## GIVEN INFORMATION
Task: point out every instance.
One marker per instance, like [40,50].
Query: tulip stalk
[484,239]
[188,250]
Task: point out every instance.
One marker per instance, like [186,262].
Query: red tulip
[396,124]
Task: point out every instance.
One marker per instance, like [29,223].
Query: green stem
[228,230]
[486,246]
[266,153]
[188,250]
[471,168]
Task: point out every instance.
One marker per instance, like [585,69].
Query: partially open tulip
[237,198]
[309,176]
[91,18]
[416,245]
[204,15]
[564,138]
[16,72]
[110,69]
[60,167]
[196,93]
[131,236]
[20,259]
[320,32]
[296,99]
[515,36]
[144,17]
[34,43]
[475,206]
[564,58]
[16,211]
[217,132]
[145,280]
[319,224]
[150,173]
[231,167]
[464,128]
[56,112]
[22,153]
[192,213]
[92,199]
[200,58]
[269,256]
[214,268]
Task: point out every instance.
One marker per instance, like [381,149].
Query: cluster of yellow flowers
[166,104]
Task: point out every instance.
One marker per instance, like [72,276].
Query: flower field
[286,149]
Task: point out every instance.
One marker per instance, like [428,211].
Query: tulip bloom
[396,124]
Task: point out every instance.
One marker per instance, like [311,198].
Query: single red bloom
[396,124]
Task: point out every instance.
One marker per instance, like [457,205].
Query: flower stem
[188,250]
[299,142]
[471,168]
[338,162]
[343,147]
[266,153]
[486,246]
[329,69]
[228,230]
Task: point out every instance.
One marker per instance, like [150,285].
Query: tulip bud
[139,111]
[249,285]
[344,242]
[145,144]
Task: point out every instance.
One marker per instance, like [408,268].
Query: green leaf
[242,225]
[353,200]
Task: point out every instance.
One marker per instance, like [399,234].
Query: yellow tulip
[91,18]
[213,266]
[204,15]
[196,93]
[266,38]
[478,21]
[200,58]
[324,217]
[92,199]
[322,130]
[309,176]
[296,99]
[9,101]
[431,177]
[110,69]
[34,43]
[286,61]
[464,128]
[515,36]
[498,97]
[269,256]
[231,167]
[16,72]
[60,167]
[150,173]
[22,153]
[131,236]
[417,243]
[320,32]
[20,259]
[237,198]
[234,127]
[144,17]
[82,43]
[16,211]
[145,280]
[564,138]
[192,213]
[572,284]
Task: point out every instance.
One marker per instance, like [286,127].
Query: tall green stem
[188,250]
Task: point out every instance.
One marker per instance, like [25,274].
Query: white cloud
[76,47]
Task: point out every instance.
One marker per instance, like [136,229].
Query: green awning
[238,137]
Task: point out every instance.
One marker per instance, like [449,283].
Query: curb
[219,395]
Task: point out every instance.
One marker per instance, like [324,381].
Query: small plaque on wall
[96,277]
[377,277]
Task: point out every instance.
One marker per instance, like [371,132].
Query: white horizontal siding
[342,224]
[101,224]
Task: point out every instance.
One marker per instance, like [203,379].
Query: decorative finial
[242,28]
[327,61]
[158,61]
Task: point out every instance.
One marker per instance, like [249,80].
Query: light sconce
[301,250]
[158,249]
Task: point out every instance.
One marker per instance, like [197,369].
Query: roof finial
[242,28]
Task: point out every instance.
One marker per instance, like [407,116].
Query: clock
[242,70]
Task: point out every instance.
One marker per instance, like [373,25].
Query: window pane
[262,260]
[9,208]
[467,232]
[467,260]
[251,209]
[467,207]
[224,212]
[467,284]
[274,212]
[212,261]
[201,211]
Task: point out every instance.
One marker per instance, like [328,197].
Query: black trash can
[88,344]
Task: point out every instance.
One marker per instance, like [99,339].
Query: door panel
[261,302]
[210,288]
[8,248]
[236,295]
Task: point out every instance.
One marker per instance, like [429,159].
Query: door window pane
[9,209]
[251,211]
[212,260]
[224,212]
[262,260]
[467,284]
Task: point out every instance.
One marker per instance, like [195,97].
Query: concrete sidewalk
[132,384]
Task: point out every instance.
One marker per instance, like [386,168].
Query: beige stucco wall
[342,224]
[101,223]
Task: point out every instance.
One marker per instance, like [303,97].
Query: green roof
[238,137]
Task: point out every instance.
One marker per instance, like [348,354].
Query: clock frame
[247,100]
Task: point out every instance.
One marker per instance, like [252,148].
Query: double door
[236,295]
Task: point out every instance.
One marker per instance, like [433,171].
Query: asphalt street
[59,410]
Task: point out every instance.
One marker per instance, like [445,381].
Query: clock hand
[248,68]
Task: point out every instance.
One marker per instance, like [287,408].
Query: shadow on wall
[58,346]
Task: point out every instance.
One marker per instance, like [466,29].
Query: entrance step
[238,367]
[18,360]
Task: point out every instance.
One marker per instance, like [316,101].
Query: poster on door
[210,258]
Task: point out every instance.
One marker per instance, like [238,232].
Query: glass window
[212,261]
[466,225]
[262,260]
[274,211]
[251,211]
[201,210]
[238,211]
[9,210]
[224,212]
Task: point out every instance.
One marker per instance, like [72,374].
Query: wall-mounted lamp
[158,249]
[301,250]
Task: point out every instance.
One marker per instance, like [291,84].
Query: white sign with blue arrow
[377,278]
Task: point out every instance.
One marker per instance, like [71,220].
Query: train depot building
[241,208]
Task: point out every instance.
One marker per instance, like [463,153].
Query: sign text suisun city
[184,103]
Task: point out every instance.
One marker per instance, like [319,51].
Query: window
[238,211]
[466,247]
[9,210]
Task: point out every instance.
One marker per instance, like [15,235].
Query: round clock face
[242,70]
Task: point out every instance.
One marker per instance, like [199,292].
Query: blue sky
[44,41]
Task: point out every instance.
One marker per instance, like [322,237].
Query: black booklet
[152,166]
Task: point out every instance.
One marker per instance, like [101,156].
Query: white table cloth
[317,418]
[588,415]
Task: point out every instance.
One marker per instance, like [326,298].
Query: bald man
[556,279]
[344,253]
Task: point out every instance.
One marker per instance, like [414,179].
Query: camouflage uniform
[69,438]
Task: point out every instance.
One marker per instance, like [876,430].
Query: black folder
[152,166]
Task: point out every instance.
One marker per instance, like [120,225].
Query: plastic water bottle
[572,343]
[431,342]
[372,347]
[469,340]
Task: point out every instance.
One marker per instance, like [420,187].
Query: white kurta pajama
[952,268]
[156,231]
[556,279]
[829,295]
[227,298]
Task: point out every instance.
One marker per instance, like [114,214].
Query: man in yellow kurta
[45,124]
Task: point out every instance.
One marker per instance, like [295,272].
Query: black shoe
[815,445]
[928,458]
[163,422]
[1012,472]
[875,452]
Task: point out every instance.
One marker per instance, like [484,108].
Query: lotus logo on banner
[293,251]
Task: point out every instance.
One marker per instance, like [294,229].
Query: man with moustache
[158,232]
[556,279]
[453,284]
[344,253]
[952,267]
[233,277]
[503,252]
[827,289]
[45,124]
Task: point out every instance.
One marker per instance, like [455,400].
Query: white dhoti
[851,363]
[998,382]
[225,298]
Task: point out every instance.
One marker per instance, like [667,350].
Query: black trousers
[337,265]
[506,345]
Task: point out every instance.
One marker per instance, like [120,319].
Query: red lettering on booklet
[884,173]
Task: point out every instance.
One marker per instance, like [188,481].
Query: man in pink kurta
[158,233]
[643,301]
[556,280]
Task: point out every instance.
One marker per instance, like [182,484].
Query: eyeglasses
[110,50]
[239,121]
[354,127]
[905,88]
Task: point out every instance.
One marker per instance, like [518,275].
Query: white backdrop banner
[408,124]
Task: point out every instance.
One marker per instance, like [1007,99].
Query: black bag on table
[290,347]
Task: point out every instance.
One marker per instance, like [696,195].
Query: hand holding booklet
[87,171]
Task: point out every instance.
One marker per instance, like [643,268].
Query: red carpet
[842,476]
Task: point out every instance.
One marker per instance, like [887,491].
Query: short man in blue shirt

## EXERCISE PROMPT
Exactly as shown above, return every record.

## WRITTEN SOLUTION
Task: point out every instance.
One marker per instance, like [40,50].
Query: tulip stalk
[484,239]
[188,250]
Task: point out every instance.
One marker per instance, like [186,262].
Query: red tulip
[396,124]
Task: point out every instance.
One marker per instance, like [29,223].
Query: green stem
[228,230]
[486,246]
[266,153]
[188,250]
[471,168]
Task: point out every instance.
One marker per instance, like [585,69].
Query: partially open tulip
[237,198]
[309,176]
[91,18]
[416,245]
[204,15]
[564,138]
[16,72]
[110,69]
[60,167]
[196,93]
[131,236]
[20,259]
[320,32]
[296,99]
[515,36]
[144,17]
[34,43]
[475,206]
[564,58]
[16,211]
[217,132]
[145,280]
[319,224]
[150,173]
[231,167]
[464,128]
[56,112]
[22,153]
[192,213]
[92,199]
[200,58]
[269,256]
[214,268]
Task: point out every instance.
One marker per instance, like [381,149].
Query: cluster of yellow flowers
[166,104]
Task: point out every instance.
One marker per instance, like [72,276].
Query: flower field
[286,149]
Task: point out every instance.
One marker per instance, like [428,211].
Query: tulip bloom
[396,124]
Task: point out every instance.
One marker per instance, like [311,198].
Query: single red bloom
[396,124]
Task: point out every instance.
One marker per instance, like [457,205].
Query: flower stem
[188,250]
[299,142]
[471,168]
[338,162]
[343,147]
[266,153]
[486,246]
[329,69]
[228,230]
Task: point out every instance.
One marker per instance, like [150,285].
Query: tulip bud
[139,111]
[249,285]
[344,242]
[145,144]
Task: point out every instance.
One marker per instance, like [408,268].
Query: green leaf
[242,225]
[353,200]
Task: point out every instance.
One marker per instance, like [399,234].
Query: yellow tulip
[91,18]
[213,266]
[204,15]
[196,93]
[266,38]
[478,21]
[200,58]
[324,217]
[92,199]
[322,130]
[309,176]
[296,99]
[9,101]
[431,177]
[110,69]
[34,43]
[286,61]
[464,128]
[515,36]
[498,97]
[269,256]
[231,167]
[16,72]
[60,167]
[150,173]
[22,153]
[131,236]
[417,243]
[320,32]
[20,259]
[237,198]
[234,127]
[144,17]
[82,43]
[16,211]
[145,280]
[564,138]
[192,213]
[572,284]
Task: point out every instance.
One marker per instance, like [286,127].
Query: tall green stem
[188,250]
Task: point out every instance.
One marker per instance, like [25,274].
Query: white cloud
[76,47]
Task: point out every instance.
One marker per instance, like [136,229].
Query: green awning
[238,137]
Task: point out every instance.
One marker per instance, like [449,283].
Query: curb
[219,395]
Task: point out every instance.
One marker per instance, like [324,381].
Query: small plaque on wall
[96,277]
[377,277]
Task: point out every instance.
One marker per instance, like [371,132].
Query: white horizontal siding
[342,224]
[101,224]
Task: point out every instance.
One marker per instance, like [203,379].
Query: decorative finial
[242,28]
[327,61]
[158,61]
Task: point out every instance.
One marker per instance, like [249,80].
Query: light sconce
[301,250]
[158,249]
Task: point out every instance.
One marker per instance, like [197,369].
Query: roof finial
[242,28]
Task: point out every instance.
One marker per instance, like [407,116].
Query: clock
[242,70]
Task: point out every instance.
One marker per instance, like [373,25].
Query: window pane
[262,260]
[9,208]
[467,232]
[467,260]
[251,209]
[467,207]
[224,212]
[467,284]
[274,212]
[212,261]
[201,211]
Task: point out every instance.
One marker per instance, like [328,197].
Query: black trash can
[88,344]
Task: point out every instance.
One marker per instance, like [99,339].
Query: door panel
[261,302]
[210,288]
[8,248]
[236,295]
Task: point out every instance.
One marker per instance, like [429,159].
Query: door window pane
[9,209]
[251,211]
[212,260]
[224,212]
[262,260]
[467,284]
Task: point out every instance.
One marker per instance, like [195,97].
Query: concrete sidewalk
[132,384]
Task: point out every instance.
One marker per instance, like [386,168].
Query: beige stucco wall
[342,224]
[101,223]
Task: point out every instance.
One marker per instance, like [303,97].
Query: green roof
[238,137]
Task: point out every instance.
One marker per instance, like [348,354].
Query: clock frame
[247,100]
Task: point out every instance.
One marker per instance, like [252,148].
Query: double door
[236,295]
Task: point out every instance.
One marker per instance, like [433,171].
Query: asphalt street
[59,410]
Task: point out every instance.
One marker per instance, like [445,381].
Query: clock hand
[248,68]
Task: point out every instance.
One marker per instance, like [287,408].
Query: shadow on wall
[58,346]
Task: point out every instance.
One marker per instance, like [466,29].
Query: entrance step
[238,367]
[18,360]
Task: point out every instance.
One marker per instance, like [316,101].
Query: poster on door
[210,258]
Task: point out every instance.
One marker per instance, like [238,232].
Query: glass window
[212,261]
[466,225]
[262,260]
[274,211]
[251,211]
[201,210]
[238,211]
[9,210]
[224,212]
Task: point out every instance.
One marker per instance, like [72,374].
Query: wall-mounted lamp
[158,249]
[301,250]
Task: point out every instance.
One marker per instance, like [291,84].
Query: white sign with blue arrow
[377,278]
Task: point out every instance.
One marker per instance, like [71,220].
Query: train depot building
[241,208]
Task: point out every instance.
One marker per instance, like [463,153].
Query: sign text suisun city
[184,103]
Task: point out every instance.
One marker per instance, like [319,51].
Query: window
[238,211]
[466,247]
[9,210]
Task: point out every instance.
One marker per instance, like [15,235].
Query: round clock face
[242,70]
Task: point out every instance.
One marker per instance, like [199,292].
Query: blue sky
[44,41]
Task: point out every instance.
One marker per instance, like [322,237].
Query: black booklet
[152,166]
Task: point out every instance.
One marker per instance, like [101,156].
Query: white table cloth
[317,418]
[588,415]
Task: point out every instance.
One marker per instance, like [326,298].
Query: bald man
[556,279]
[344,253]
Task: point out every instance.
One marker per instance, like [414,179].
Query: camouflage uniform
[69,438]
Task: point out every instance.
One marker per instance, like [876,430].
Query: black folder
[152,166]
Task: point out every instance.
One marker per instance, like [120,225].
Query: plastic water bottle
[572,343]
[431,342]
[372,347]
[469,340]
Task: point out every instance.
One marker per instance, like [420,187].
Query: white kurta pajama
[952,268]
[156,231]
[556,279]
[829,295]
[227,298]
Task: point out every instance.
One marker per instance, like [114,214].
Query: man in yellow kurta
[45,124]
Task: point out every instance.
One marker per instance, like [295,272].
Query: black shoe
[815,445]
[928,458]
[163,422]
[1012,472]
[875,452]
Task: point out every instance.
One marker per instance, like [484,108].
Query: lotus logo on banner
[293,251]
Task: point out every instance.
One marker per instance, like [294,229].
Query: man with moustache
[158,232]
[556,279]
[453,284]
[344,253]
[952,267]
[233,277]
[503,252]
[827,289]
[45,124]
Task: point out every instance.
One marker per instance, like [455,400].
Query: white dhoti
[851,363]
[998,382]
[225,298]
Task: point out every instance.
One marker per instance, like [667,350].
Query: black trousers
[337,265]
[506,345]
Task: point out every instance.
One marker per instance, like [120,319].
Query: red lettering on booklet
[884,173]
Task: point out every instance.
One marker per instance, like [188,481].
Query: man in pink kurta
[158,233]
[643,301]
[556,280]
Task: point out every instance.
One marker per instance, like [182,484].
Query: eyeglasses
[110,50]
[239,121]
[354,127]
[905,88]
Task: point out every instance.
One marker per instance, like [518,275].
Query: white backdrop banner
[408,124]
Task: point out every instance.
One marker per instance, like [1007,99].
Query: black bag on table
[290,347]
Task: point out every instance.
One marker per instance, like [696,195].
Query: hand holding booklet
[87,171]
Task: point out every instance.
One marker per instance, like [643,268].
Query: red carpet
[842,476]
Task: point out every instance.
One marker per instance, like [887,491].
Query: short man in blue shirt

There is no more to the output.